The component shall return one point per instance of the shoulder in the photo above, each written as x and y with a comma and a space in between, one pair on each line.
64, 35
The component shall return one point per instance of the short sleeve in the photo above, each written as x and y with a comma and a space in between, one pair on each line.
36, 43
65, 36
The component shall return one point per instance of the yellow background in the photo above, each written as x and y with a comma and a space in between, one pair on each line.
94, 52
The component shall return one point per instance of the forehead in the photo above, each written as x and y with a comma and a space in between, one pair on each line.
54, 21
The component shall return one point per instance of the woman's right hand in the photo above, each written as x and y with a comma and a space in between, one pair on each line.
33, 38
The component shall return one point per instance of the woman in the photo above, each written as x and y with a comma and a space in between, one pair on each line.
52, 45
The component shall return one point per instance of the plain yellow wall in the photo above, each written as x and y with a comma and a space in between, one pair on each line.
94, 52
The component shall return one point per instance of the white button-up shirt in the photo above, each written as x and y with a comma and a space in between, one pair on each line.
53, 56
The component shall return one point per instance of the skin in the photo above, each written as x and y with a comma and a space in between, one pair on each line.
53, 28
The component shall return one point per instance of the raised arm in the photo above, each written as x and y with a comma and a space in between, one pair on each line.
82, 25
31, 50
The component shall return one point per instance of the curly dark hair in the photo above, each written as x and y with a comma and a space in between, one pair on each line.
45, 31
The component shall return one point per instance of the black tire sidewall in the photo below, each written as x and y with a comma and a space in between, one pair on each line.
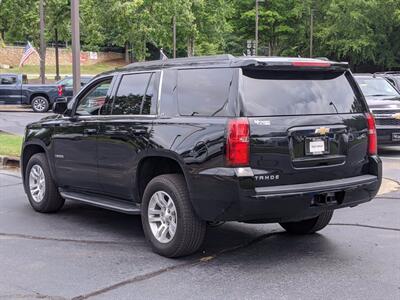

* * *

Task objective: Pictures are not part of the copy. Please reproduce the material word for word.

Output below:
The component shall return one point per instance of the shoulder in the photo above, each written as x and y with a comma and a space in between, one pair on each line.
64, 35
The component shall return one point per instance of the short sleeve in the photo above, each written as x and y with a comma and a space in between, one pair on each line.
36, 43
65, 36
The component shall return one point per instance of the yellow background in the photo above, each written as x and y with a comma and a space in between, one pair on each line.
94, 52
The component shall return one point per instance of the forehead in the photo above, each written as x and y with a comma and a space in between, one pair on each line.
54, 21
The component shall return one point per instance of the woman's right hand in the photo above, each written as x and y with a comma and a space in between, one pair on each line.
33, 38
The component shall return one point per instance of the woman in the photo above, each written as x and y with a comma and a space in between, one pair on each line.
52, 45
The component shall return one point per instance of the plain yellow wall in the photo above, each written as x and y with a comma and a space in between, one pair on each line.
94, 52
The component shall return one point per instance of the white button-up shirt in the photo above, each written as x and y with a comma and a space in between, one pair on each line.
53, 56
The component shall return one point per instance of the skin in the photo above, each written as x and y with a comma and a space in between, one pair on each line.
53, 28
The component shall return one point per instance of the raised arm in the photo above, each written as x and y with a comma and a space in between, one pair on each line.
82, 25
31, 50
The component shall return one point per instance of the curly dark hair in the photo above, each written as x and y with a comma and a space in between, one pair on each line.
45, 31
The component shall return one point per instance of the black tire sidewall in the photo below, each written as x and y with a comma and a space in between, one pair on each line.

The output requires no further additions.